● **Material supplied**:
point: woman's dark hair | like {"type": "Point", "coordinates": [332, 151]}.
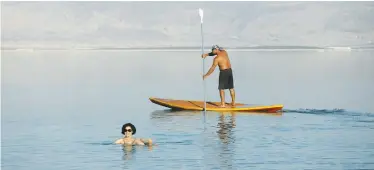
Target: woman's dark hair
{"type": "Point", "coordinates": [131, 126]}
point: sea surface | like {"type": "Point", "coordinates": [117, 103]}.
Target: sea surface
{"type": "Point", "coordinates": [63, 109]}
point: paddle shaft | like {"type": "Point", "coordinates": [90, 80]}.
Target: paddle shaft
{"type": "Point", "coordinates": [202, 52]}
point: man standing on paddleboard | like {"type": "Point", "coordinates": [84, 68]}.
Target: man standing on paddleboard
{"type": "Point", "coordinates": [226, 79]}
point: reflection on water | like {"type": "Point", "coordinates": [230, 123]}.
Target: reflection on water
{"type": "Point", "coordinates": [128, 151]}
{"type": "Point", "coordinates": [227, 137]}
{"type": "Point", "coordinates": [225, 128]}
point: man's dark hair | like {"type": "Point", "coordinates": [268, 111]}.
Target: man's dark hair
{"type": "Point", "coordinates": [131, 126]}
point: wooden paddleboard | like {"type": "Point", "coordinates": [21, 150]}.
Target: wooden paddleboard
{"type": "Point", "coordinates": [213, 106]}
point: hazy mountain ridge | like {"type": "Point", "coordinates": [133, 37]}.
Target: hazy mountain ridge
{"type": "Point", "coordinates": [170, 24]}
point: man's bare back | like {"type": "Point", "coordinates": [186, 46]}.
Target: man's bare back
{"type": "Point", "coordinates": [225, 77]}
{"type": "Point", "coordinates": [223, 60]}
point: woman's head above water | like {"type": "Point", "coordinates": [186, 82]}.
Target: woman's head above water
{"type": "Point", "coordinates": [128, 130]}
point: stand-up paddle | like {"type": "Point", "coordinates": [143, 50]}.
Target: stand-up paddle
{"type": "Point", "coordinates": [201, 13]}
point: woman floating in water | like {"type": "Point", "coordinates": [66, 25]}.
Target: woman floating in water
{"type": "Point", "coordinates": [128, 130]}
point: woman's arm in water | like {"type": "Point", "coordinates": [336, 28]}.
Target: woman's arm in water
{"type": "Point", "coordinates": [119, 141]}
{"type": "Point", "coordinates": [147, 141]}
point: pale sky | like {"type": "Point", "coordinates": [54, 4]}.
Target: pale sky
{"type": "Point", "coordinates": [124, 24]}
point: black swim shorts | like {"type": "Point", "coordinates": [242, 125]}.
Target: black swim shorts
{"type": "Point", "coordinates": [226, 79]}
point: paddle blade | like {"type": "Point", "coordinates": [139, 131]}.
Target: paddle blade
{"type": "Point", "coordinates": [201, 13]}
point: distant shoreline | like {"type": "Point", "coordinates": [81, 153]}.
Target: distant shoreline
{"type": "Point", "coordinates": [252, 48]}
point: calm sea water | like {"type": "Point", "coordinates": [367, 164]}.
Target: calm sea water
{"type": "Point", "coordinates": [63, 109]}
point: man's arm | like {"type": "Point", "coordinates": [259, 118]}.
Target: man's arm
{"type": "Point", "coordinates": [214, 65]}
{"type": "Point", "coordinates": [207, 54]}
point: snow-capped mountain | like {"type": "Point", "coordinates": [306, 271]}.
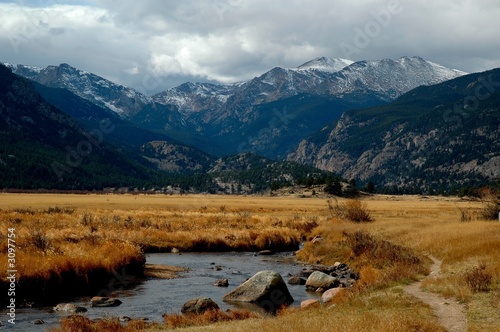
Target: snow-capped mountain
{"type": "Point", "coordinates": [326, 64]}
{"type": "Point", "coordinates": [98, 90]}
{"type": "Point", "coordinates": [253, 115]}
{"type": "Point", "coordinates": [321, 76]}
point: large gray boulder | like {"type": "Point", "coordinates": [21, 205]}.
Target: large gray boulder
{"type": "Point", "coordinates": [199, 306]}
{"type": "Point", "coordinates": [69, 307]}
{"type": "Point", "coordinates": [322, 280]}
{"type": "Point", "coordinates": [104, 302]}
{"type": "Point", "coordinates": [266, 289]}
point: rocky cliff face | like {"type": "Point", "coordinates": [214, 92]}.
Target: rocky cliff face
{"type": "Point", "coordinates": [447, 134]}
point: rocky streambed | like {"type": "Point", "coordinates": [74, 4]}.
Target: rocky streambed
{"type": "Point", "coordinates": [206, 275]}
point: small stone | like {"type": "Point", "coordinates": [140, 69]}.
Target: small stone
{"type": "Point", "coordinates": [199, 306]}
{"type": "Point", "coordinates": [330, 294]}
{"type": "Point", "coordinates": [309, 304]}
{"type": "Point", "coordinates": [296, 281]}
{"type": "Point", "coordinates": [221, 283]}
{"type": "Point", "coordinates": [99, 301]}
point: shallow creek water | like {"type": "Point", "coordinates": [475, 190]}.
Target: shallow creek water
{"type": "Point", "coordinates": [150, 298]}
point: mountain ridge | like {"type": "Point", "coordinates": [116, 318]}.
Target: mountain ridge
{"type": "Point", "coordinates": [436, 136]}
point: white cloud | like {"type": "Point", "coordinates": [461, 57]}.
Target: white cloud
{"type": "Point", "coordinates": [233, 40]}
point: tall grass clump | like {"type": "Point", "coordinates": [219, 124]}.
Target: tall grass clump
{"type": "Point", "coordinates": [353, 210]}
{"type": "Point", "coordinates": [491, 204]}
{"type": "Point", "coordinates": [478, 278]}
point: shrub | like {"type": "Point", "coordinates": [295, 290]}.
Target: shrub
{"type": "Point", "coordinates": [352, 210]}
{"type": "Point", "coordinates": [357, 211]}
{"type": "Point", "coordinates": [478, 279]}
{"type": "Point", "coordinates": [465, 215]}
{"type": "Point", "coordinates": [491, 204]}
{"type": "Point", "coordinates": [39, 240]}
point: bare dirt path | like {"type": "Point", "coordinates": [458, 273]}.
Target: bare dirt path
{"type": "Point", "coordinates": [450, 314]}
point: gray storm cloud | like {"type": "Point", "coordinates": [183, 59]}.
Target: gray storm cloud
{"type": "Point", "coordinates": [234, 40]}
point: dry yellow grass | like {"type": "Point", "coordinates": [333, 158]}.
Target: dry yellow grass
{"type": "Point", "coordinates": [424, 225]}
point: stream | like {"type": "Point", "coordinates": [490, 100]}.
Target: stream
{"type": "Point", "coordinates": [151, 298]}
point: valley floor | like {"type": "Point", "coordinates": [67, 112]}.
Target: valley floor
{"type": "Point", "coordinates": [420, 225]}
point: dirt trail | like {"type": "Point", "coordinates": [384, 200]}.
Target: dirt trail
{"type": "Point", "coordinates": [450, 314]}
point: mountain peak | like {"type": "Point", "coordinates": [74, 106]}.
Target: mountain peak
{"type": "Point", "coordinates": [326, 64]}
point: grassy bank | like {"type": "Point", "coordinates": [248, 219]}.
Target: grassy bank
{"type": "Point", "coordinates": [77, 248]}
{"type": "Point", "coordinates": [388, 252]}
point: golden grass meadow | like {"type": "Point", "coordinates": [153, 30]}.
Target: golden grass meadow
{"type": "Point", "coordinates": [57, 234]}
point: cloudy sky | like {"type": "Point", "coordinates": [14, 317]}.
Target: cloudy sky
{"type": "Point", "coordinates": [152, 45]}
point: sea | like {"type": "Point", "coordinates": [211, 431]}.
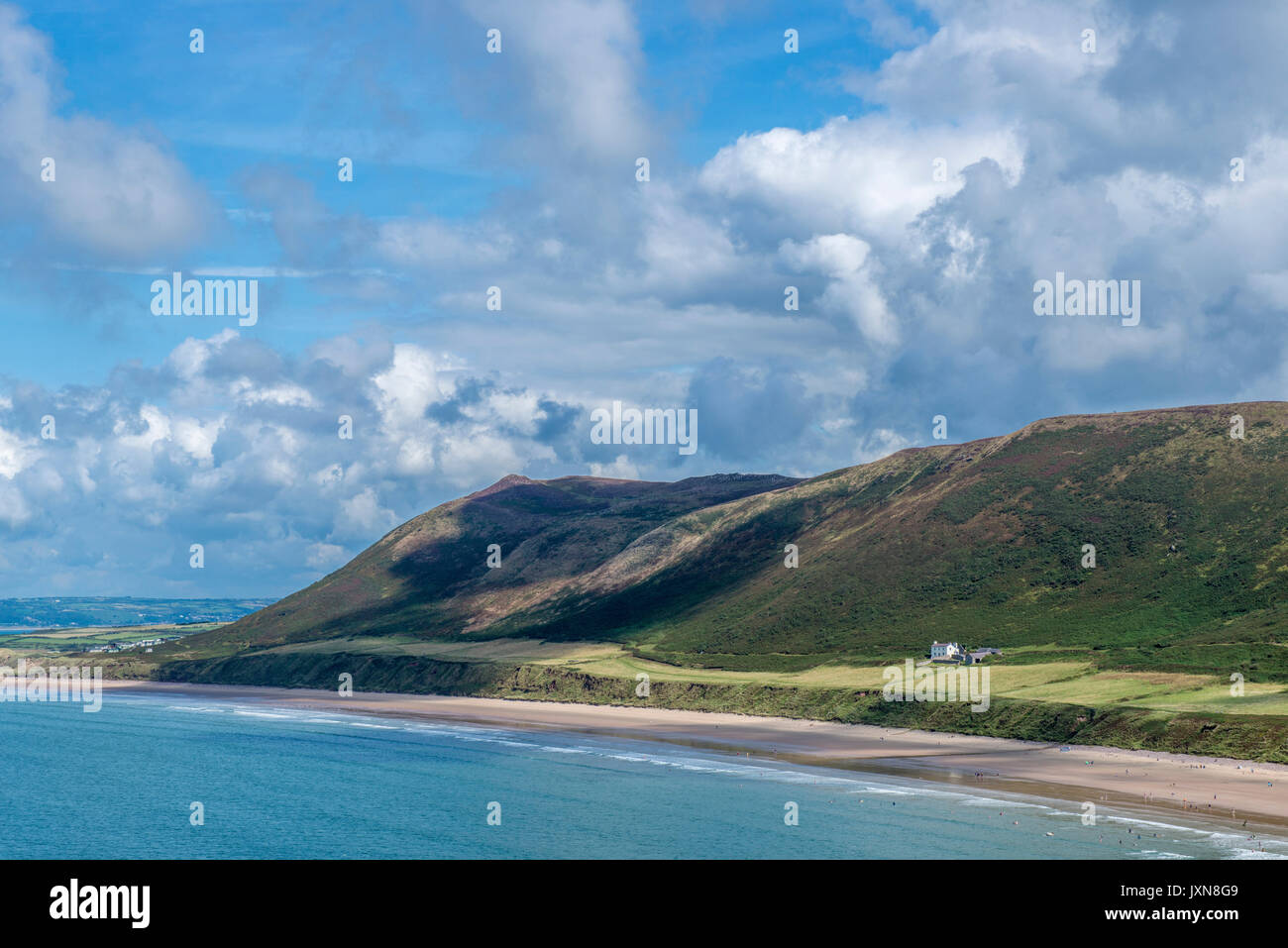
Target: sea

● **Work to be completed**:
Omit the pictures, then extract verbatim only those lines that fall between the line containing "point: mountain peak" and the final line of the records above, both included.

● **The answer**:
point: mountain peak | like {"type": "Point", "coordinates": [74, 106]}.
Target: mountain peak
{"type": "Point", "coordinates": [326, 64]}
point: grassy bank | like {"type": "Point", "coordinates": [248, 219]}.
Target: grassy bank
{"type": "Point", "coordinates": [77, 248]}
{"type": "Point", "coordinates": [388, 252]}
point: golden grass meadow | like {"type": "Point", "coordinates": [153, 30]}.
Target: golden grass meadow
{"type": "Point", "coordinates": [57, 234]}
point: cloudy sky | like {"type": "Point", "coordinates": [14, 317]}.
Target: cloudy sky
{"type": "Point", "coordinates": [152, 45]}
point: sea | like {"type": "Point", "coordinates": [211, 431]}.
Target: sea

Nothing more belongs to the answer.